From the line containing "For every instance of the distant" through the last line of the entries below, repeat each line word for word and leave out the rest.

----- Extracted records

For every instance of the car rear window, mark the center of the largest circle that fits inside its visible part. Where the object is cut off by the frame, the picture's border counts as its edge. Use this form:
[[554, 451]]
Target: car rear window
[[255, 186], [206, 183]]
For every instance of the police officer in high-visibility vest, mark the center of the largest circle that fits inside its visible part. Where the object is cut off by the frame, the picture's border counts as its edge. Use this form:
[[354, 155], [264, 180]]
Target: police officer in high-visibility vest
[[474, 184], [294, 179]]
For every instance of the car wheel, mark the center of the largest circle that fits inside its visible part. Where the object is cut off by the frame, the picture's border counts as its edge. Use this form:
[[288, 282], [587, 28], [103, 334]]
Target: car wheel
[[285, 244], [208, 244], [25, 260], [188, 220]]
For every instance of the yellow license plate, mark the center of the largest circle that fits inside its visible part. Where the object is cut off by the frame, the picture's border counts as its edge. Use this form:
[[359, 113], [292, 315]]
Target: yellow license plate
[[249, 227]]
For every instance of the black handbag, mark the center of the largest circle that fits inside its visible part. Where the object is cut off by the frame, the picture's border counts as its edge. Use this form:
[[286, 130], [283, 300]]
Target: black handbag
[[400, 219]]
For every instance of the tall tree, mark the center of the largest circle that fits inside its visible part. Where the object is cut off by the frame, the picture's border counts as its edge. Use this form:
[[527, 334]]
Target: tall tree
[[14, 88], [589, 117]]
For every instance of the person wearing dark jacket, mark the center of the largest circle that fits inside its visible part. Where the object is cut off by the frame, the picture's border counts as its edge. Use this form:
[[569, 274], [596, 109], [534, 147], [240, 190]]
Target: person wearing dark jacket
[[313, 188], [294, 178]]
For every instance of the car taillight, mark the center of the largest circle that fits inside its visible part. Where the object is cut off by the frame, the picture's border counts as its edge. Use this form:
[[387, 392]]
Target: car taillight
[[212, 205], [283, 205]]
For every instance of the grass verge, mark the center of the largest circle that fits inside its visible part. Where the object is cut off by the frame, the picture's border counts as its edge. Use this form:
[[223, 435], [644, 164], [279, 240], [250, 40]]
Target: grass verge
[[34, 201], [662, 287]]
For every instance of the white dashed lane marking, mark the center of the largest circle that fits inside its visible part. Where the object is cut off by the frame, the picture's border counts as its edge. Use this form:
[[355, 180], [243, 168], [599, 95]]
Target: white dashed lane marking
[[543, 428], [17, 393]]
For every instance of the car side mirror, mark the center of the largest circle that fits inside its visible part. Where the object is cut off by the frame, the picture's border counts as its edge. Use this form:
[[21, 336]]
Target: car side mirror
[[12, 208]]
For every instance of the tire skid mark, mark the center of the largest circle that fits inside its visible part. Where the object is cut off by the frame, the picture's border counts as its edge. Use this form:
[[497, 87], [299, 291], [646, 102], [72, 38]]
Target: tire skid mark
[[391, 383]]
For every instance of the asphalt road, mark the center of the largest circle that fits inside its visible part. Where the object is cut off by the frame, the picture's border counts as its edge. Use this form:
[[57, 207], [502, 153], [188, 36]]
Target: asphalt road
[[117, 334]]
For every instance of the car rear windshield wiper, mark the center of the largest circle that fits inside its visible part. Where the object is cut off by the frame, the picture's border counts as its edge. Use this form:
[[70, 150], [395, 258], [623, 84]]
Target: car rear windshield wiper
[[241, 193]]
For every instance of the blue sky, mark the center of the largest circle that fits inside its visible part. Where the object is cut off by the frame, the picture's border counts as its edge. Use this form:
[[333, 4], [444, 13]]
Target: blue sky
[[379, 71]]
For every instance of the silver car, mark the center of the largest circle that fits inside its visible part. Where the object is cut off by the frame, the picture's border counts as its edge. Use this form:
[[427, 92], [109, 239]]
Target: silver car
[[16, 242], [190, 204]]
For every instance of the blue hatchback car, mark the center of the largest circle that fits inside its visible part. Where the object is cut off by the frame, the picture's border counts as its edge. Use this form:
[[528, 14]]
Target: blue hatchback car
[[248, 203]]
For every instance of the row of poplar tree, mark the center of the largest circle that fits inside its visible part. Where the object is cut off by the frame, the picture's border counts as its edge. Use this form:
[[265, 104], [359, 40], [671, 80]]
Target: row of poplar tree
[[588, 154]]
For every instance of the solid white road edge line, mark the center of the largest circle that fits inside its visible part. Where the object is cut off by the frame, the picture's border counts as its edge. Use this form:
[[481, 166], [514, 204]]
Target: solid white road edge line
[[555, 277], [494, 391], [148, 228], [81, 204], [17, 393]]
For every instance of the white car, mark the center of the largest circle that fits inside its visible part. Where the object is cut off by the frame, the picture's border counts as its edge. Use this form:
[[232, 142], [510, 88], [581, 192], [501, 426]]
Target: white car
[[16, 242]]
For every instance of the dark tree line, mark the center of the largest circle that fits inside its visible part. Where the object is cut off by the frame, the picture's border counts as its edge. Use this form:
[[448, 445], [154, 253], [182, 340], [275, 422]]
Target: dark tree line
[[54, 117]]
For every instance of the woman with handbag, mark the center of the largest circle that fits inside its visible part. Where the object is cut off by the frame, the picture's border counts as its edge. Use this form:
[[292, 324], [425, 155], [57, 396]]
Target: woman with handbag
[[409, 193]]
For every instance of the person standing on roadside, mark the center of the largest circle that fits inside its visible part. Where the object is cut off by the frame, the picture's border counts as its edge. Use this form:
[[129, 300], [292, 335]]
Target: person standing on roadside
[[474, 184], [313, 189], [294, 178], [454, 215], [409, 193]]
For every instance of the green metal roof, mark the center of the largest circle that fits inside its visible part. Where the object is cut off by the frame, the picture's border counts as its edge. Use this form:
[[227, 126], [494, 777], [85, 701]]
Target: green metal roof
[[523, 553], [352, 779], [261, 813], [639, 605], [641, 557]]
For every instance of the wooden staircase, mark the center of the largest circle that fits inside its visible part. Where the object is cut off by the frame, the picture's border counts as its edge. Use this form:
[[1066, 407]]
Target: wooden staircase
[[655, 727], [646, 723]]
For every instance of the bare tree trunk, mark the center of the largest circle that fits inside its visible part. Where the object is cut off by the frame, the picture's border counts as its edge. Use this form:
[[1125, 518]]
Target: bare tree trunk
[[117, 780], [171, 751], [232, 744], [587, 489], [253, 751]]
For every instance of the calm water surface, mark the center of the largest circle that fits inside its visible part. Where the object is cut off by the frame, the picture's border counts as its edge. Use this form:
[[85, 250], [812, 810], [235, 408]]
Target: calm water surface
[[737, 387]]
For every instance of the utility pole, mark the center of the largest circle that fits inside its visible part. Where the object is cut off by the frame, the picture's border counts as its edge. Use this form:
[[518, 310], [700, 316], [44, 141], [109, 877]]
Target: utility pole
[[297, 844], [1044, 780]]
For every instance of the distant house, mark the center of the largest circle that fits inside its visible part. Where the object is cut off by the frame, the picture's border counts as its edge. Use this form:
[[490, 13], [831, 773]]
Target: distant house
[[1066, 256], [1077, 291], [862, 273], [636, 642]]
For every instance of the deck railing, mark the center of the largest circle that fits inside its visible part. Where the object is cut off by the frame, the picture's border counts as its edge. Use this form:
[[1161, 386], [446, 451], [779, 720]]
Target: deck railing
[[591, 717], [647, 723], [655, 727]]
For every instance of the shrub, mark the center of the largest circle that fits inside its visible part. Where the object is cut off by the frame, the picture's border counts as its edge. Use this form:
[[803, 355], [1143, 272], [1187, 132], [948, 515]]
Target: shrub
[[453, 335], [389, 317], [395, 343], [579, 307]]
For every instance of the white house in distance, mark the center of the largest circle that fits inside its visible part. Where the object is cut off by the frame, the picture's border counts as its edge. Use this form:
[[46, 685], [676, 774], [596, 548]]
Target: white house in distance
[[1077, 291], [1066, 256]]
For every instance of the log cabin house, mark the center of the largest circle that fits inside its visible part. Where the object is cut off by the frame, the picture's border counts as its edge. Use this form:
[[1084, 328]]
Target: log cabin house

----------

Answer in full
For every instance of the distant house, mark the center of the largest circle that fits inside its visible part. Where the object is cut off by the frame, the picture's border counts as its edge. Use this form:
[[490, 13], [831, 773]]
Target: distant house
[[1066, 256], [1077, 291], [862, 273], [636, 642]]
For every instance of the deck railing, mark the center of the largest circle that fits inside its visible part. Where the object is cut off by the frame, the picture's border counts as its edge. Use this form:
[[1161, 386], [446, 451], [779, 720]]
Target: deck railing
[[591, 717], [647, 723], [655, 727]]
For every instance of the shrub, mark the center of the largest circle that fits inside its visible part. Where the object is cut off by the frame, the picture's border counts as its edge. Use this form:
[[803, 355], [1143, 272], [1187, 132], [948, 515]]
Target: shrub
[[453, 335], [389, 317], [395, 343], [579, 307]]
For every instance of the white house in distance, mark the center of the largest circle that fits inside its visible part. Where the object is cut off by the frame, the picture's border counts as its edge. Use this form:
[[46, 685], [676, 774], [596, 548]]
Target: white house in distance
[[1077, 291], [1066, 256]]
For every instance of the log cabin house, mark the center of the largest circle that fits inside its visible part. Where the object is cut off by the frame, the picture's border counts as its edge. Use this form:
[[1084, 328]]
Target: log cabin house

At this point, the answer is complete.